**Goal of the exercise:** Copy out lines with the word "foot" from the material that follows.

**Information:**
....
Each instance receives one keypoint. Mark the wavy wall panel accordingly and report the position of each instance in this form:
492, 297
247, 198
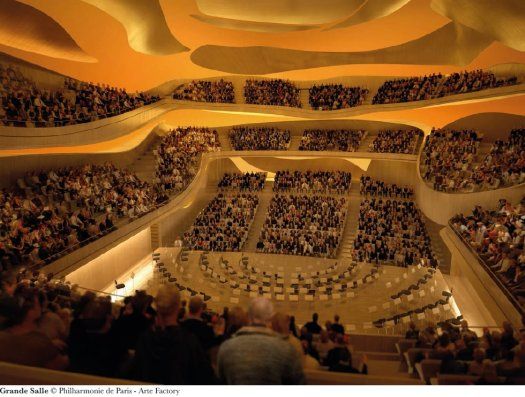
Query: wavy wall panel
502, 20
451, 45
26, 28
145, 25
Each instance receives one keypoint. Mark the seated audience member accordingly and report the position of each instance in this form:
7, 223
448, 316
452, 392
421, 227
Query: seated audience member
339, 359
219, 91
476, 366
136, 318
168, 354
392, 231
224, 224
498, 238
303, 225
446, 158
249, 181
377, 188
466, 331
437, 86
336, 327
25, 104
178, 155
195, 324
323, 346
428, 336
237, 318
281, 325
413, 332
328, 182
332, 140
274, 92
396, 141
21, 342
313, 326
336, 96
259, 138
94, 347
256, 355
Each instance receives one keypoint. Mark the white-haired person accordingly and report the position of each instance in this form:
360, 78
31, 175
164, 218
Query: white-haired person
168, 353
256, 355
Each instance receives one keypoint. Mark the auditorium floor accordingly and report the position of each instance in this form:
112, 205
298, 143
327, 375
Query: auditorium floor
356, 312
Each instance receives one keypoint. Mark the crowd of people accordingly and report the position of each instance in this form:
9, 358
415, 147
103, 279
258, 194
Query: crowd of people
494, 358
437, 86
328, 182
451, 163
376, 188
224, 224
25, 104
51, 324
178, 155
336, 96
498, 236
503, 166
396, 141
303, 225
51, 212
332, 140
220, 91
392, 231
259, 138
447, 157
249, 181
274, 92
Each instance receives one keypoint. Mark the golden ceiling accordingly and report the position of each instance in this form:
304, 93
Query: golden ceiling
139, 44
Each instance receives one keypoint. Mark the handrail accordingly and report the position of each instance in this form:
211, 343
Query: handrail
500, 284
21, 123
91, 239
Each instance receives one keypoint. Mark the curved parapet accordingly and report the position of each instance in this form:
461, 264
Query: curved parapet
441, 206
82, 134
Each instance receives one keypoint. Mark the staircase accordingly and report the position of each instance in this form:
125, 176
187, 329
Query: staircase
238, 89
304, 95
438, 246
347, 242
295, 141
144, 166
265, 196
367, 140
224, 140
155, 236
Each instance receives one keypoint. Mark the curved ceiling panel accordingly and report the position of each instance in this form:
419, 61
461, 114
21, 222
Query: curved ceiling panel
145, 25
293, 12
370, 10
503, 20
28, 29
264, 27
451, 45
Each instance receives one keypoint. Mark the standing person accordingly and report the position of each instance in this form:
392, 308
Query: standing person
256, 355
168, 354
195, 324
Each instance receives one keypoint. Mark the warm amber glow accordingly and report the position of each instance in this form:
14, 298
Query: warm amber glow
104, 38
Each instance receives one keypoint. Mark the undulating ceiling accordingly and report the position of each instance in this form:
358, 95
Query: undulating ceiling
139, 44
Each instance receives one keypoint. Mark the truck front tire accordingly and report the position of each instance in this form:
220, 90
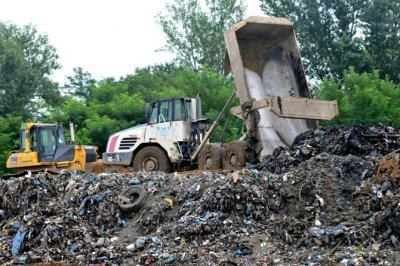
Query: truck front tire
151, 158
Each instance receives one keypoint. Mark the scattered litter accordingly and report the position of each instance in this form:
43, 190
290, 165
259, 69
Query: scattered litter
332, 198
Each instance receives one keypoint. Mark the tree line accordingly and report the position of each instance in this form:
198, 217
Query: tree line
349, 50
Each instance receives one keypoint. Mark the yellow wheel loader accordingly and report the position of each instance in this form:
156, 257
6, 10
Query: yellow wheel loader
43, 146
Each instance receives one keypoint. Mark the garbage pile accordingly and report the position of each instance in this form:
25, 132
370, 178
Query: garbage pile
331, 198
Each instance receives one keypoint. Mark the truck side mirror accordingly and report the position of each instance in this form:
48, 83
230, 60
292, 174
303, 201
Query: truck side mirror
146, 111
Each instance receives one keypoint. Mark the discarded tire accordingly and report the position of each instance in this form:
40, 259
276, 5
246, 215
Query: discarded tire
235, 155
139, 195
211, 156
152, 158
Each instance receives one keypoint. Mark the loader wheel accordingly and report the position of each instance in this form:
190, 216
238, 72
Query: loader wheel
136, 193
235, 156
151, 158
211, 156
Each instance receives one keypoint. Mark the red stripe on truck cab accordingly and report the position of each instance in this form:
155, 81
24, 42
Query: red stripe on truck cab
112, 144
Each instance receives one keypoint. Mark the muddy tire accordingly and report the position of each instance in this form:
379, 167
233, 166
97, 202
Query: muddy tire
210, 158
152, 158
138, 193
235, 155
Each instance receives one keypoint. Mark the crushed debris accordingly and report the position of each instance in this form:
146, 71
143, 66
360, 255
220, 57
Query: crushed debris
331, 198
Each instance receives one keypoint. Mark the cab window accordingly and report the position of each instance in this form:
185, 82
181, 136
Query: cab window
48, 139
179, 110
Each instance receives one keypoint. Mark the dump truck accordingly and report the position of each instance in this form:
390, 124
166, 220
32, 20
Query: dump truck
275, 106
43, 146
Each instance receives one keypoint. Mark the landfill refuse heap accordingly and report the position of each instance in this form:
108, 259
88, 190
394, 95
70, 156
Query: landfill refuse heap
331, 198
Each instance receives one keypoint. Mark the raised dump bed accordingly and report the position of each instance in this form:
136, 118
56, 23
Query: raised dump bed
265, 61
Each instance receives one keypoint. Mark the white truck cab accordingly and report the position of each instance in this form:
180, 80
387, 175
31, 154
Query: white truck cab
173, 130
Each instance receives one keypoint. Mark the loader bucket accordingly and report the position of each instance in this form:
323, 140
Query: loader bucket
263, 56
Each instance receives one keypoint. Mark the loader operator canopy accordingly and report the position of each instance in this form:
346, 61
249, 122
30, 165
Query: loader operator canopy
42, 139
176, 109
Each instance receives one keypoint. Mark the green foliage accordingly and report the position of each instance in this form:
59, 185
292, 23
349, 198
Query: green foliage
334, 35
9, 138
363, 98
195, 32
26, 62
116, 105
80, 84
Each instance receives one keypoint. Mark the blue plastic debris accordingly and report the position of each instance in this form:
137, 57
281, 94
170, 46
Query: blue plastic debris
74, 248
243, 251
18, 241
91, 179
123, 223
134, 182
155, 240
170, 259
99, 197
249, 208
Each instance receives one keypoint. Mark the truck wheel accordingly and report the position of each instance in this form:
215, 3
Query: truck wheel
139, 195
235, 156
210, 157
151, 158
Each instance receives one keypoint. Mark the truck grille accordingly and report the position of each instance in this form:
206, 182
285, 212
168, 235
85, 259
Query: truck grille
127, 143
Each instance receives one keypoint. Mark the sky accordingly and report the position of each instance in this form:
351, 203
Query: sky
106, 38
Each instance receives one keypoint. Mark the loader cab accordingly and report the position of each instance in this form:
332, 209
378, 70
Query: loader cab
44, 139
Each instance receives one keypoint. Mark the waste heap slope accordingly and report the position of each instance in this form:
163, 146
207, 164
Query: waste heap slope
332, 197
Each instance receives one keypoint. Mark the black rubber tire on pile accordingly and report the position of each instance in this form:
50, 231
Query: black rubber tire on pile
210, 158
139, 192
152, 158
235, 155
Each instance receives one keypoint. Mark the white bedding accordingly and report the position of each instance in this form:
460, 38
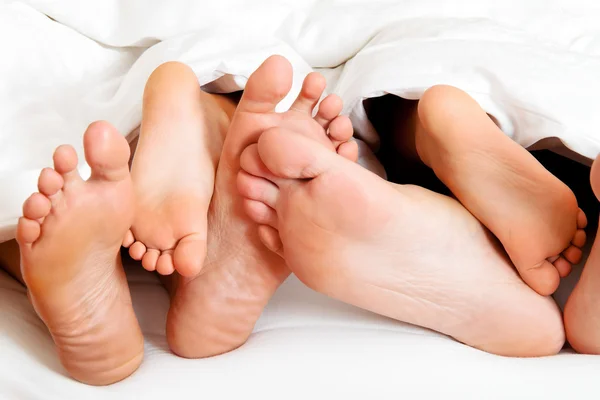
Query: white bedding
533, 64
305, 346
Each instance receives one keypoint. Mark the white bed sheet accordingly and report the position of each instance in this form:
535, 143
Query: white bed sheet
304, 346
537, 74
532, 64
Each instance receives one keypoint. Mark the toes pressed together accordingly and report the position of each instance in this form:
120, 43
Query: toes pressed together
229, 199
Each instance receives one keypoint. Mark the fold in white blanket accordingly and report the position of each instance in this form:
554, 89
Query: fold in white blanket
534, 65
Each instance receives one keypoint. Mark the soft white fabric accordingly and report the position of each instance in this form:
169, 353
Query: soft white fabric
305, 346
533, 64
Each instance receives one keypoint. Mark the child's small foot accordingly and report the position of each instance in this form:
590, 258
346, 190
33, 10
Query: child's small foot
....
**Your response:**
Each instance receives one keypoint. Mark the child's small foot accordingly and report the position of each instance in this form:
Query: child's small foot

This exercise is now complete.